Top of Records shown

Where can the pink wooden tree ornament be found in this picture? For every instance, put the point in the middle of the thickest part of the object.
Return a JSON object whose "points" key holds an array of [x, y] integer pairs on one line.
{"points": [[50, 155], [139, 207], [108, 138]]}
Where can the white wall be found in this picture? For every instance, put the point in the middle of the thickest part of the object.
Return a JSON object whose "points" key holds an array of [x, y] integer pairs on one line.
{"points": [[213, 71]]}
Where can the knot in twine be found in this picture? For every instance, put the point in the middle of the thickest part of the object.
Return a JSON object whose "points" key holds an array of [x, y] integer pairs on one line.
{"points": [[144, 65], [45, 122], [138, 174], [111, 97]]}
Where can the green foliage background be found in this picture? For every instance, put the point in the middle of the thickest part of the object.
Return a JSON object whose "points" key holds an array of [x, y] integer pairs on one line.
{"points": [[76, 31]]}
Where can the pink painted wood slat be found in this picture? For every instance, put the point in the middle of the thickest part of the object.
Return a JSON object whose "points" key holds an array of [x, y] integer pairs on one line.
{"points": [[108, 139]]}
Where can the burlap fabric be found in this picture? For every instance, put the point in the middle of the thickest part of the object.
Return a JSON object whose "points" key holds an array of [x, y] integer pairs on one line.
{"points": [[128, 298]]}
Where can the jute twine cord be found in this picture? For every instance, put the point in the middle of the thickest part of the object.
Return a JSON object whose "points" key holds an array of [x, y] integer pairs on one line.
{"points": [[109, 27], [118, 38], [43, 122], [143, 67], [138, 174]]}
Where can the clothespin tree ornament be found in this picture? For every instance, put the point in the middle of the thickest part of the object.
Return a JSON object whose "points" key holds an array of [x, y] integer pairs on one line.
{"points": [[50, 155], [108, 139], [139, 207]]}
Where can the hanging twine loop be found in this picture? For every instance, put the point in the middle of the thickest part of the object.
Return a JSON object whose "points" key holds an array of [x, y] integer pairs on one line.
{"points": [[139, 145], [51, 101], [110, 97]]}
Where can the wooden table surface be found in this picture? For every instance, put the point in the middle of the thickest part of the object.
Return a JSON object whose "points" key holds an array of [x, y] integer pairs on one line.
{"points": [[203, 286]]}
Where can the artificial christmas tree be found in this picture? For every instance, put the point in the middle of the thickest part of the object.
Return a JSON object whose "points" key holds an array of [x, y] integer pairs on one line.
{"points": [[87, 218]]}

Bottom of Records shown

> **Description of the task**: Line by line, count how many lines of the entries contain the word "wooden", and give only that number.

> **Solved exercise**: 2